§ **Problem set**:
1) In the Afranga platform review, how many days past due must a loan be before the buyback guarantee takes effect?
2) Please carry on the Afranga platform review below, picking up after its final sentence.

§ **Source passage**:
_ _ _ _
Marketplace Loan Offer
The platform has started with a “dreamy” offer of loans at 18% p.a. At a time when the returns for investors are falling on competing platforms, such an offer is suspiciously high. However, as we later learned from Afranga CEO Yonko Chuklev in our exclusive interview, this was more of a marketing event to promote the launch of the platform and a regular offer with such terms and conditions cannot be expected. Currently, the offered interest rate is still at a still beautiful 16.4%, however, we expect it to gradually drop further to 14%.
Loans are uploaded to the marketplace in batches, always once or twice a week. Their quantity is regulated and Afranga thus keeps the balance between supply and demand aside. This is nice for the investor because there is no risk of accumulating free funds in the investor account that he will not have anything to invest in (so called cash drag).
In the future, the platform plans to accommodate loans from Stik Credit’s new markets and also keeps the door open for the possible intermediation of loans from another, unrelated provider. Currently, however, all loans are from the Bulgarian market, differing only in the terms of maturity and whether the loan is a single repayment loan or a loan with regular repayments.
It is possible to invest from EUR 10 and a Buyback Guarantee applies to all loans.
Guarantees/obligations for investors, theoretically and practically
The concept of P2P lending includes various types of buyback guarantees. At Afranza it is no different and you can find a buyback guarantee there.
The buyback guarantee means that if the loan is more than 60 days past due, the non-bank company rebuys the investor’s share and adds an amount equivalent to the interest for the entire holding period.
However, for all guarantees – and not only on Afranza – beware. Many newcomers to P2P investing interpret the concept of guarantees to mean that it is virtually impossible to lose money by investing. Any guarantee is only as strong as the one giving it, and so – although Afranga and Stikcredit have reported good results so far – it may happen that the provider does not live up to its commitment and investors suffer losses.
Other Afranga platform functionalities
Afranga operates on a responsive, simple interface in which the investor will not get lost. Menu tabs safely navigate you to all the essentials.
Investors will be pleased to know that there are no fees on the platform. Investors will also appreciate the fact that there are no “grace periods” or any other periods where the provider does not pay interest to the investor. So a simple equation applies to calculating your profit:
Interest rate / 360 x Invested amount x Number of days
The calculation is the same for both properly repaid loans and those in default. This has no effect on the yield due to the Buyback guarantee for defaulted loans.
The platform is working intensively on the launch of a secondary market (expected to be operational during the summer of 2021), which will facilitate the sale of loans before their maturity and thus ensure greater liquidity of investments.
Afranga has not yet created a webpage to provide statistics on the number of investors and volumes invested, but this is understandable given its youth. For now, statistics are replaced by an occasional newsletter that reports on important milestones.
Our Afranga portfolio
As a test investment after registration, I have sent a lower amount to the platform – to get a feel for the platform and see if I am comfortable investing on it. Since I was also satisfied with the responsive and open communication of the support (I especially appreciate real answers to questions and not just marketing “prescribed” phrases that I have experienced elsewhere), I increased my investment significantly. The development is shown in screenshots from our regular P2Preports.
_ _ _ _
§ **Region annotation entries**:

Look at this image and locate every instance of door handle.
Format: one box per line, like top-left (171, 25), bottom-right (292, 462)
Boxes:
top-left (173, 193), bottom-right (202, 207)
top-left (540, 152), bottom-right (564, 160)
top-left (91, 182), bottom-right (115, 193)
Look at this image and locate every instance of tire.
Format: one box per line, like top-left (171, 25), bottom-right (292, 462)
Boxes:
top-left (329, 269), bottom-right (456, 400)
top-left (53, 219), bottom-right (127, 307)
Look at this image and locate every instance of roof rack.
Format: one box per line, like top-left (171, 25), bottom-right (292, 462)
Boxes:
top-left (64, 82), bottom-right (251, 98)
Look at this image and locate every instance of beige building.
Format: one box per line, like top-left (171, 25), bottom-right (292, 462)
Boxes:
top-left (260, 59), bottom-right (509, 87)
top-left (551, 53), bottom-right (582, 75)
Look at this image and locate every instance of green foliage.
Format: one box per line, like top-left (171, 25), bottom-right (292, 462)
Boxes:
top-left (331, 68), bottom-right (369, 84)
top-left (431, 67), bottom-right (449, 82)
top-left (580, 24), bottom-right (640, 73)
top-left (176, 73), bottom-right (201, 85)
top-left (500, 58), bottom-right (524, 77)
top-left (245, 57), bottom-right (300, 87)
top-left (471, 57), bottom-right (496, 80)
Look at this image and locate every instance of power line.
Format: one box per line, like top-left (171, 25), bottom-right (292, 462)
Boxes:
_ _ _ _
§ **Responses for each task**:
1) More than 60 days past due.

2)
I do not plan to increase the amount invested on the platform for the next period. Afranga is a good diversification for me from other P2P platforms and rather than investing in Stikcredit loans on other portals, I prefer to use the investment directly and at a higher interest rate.
So far, the company’s results look very good and it is obvious that it is attracting investors. In fact, in June, in its second quarter of existence, Afranga celebrated surpassing the €2 million mark on the platform’s outstanding loan portfolio.
However, given the youth and unproven nature of the platform, as well as the severely limited diversification opportunities directly on the platform, I would be cautious about a higher percentage representation of Afranga in the distribution of the investor’s P2P portfolio.
Afranga – investor experience
Within the P2Pmarket, we collect the experience of other investors. We also accumulate other interesting information and links about platforms and non-banking companies, so that a potential investor can get a decent picture in a short time. If you have your own experience with the Afranga platform, we would be grateful if you could share it with other investors to help them in their potential decision making.
Afranga summary – advantages, disadvantages
- High interest rates offered (up to 18% p.a. on promotions).
- Possibility of diversification to traditional assets or to other P2P platforms.
- Easy to use platform, investing is almost maintenance-free.
- Fast and factual support.
- Stik Credit reports solid results, annually in black numbers.
- Stikcredit is a smaller non-bank provider dependent on the Bulgarian market, so Afranga is not backed by a strong multinational group.
- Young P2P lending industry, a number of relatively unpredictable risks.
- Weaker possibility of diversification within the platform (loans only from Stik Credit group).
Afranga is a young platform that still has a long way to go to grow to the size of some of its competitors. Still, we have to say that it has started very sympathetically and from the right direction. So, although some features are still missing and the diversification offer is not what we would have liked, the platform has bet on honest, not overdone by marketing, communication and offers every P2P investor an interesting opportunity where to put part of their funds and participate in the industry’s superior returns.
Attention should be paid to the potential deterioration in the performance of the Stik Credit group, which is crucial to Afranga and prosperity of both goes hand in hand.
You can go to Afranga website here.
As usual, we’d be happy to receive feedback, any questions about the platform or anything else you’re interested in. To contact us you can use e.g. comments below the article.
Where to next?
- Lendermarket: Creditstar’s P2P platform review
- Afranga: Interview with COO Yonko Chuklev
- Regular quaterly updates on our P2P portfolio
- Afranga overview page
2 thoughts on “Afranga: review of young and fast growing P2P investment platform”
I’d have the question that the profit formula from your article where does that come from? :
“Interest rate / 360 x Invested amount x Number of days”. Could you describe each parameter from here please?
Thank you, Robert
Sure no problem. We have taken the formula from the Afranga website – specifically, you can find it under “Help” > “Investing” > “How to calculate the interest rate”.
Afranga states here: “The interest rate offered to investors for a particular loan is quoted on an annual basis. Interest is calculated daily based on the amount you have invested in the loan. Interest is calculated based on the following formula:
Interest rate / 360 x amount invested x number of days.”
Interest rate = loan interest rate offered on platform (e.g. 16,8%)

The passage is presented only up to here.